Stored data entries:
________
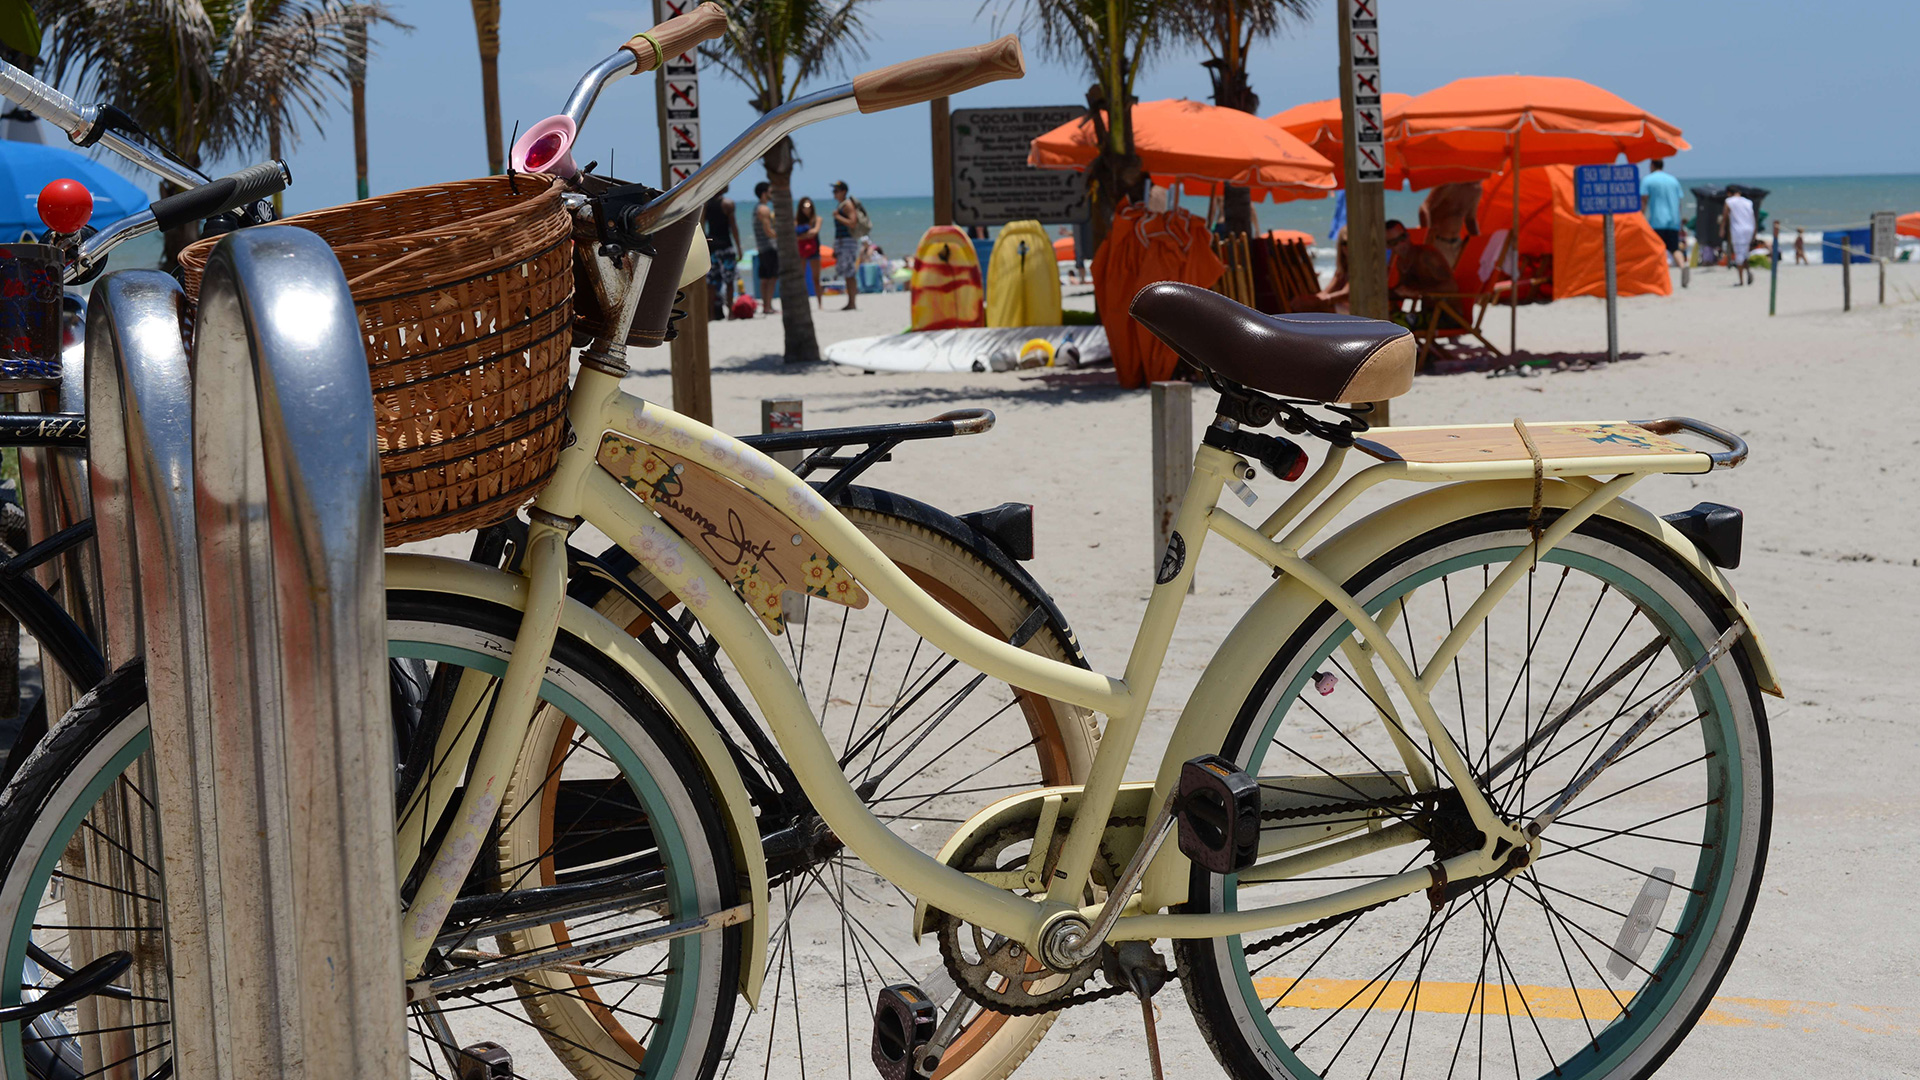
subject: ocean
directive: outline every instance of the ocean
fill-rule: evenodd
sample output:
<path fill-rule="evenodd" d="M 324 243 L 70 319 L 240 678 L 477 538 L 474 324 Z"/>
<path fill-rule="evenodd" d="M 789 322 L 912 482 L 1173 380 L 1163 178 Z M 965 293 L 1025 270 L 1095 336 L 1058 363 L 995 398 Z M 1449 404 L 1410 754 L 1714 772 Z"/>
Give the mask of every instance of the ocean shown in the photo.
________
- ACTION ITEM -
Each record above must be retyped exactly as given, with the images excluded.

- OUTPUT OF THE EXERCISE -
subject: ocean
directive: outline every instance of the ocean
fill-rule: evenodd
sample output:
<path fill-rule="evenodd" d="M 324 243 L 70 319 L 240 678 L 477 538 L 474 324 Z"/>
<path fill-rule="evenodd" d="M 789 322 L 912 482 L 1173 380 L 1163 178 Z M 965 293 L 1025 270 L 1095 336 L 1058 363 L 995 398 Z M 1449 404 L 1410 754 L 1714 772 Z"/>
Give the mask of every instance of the ocean shown in the photo.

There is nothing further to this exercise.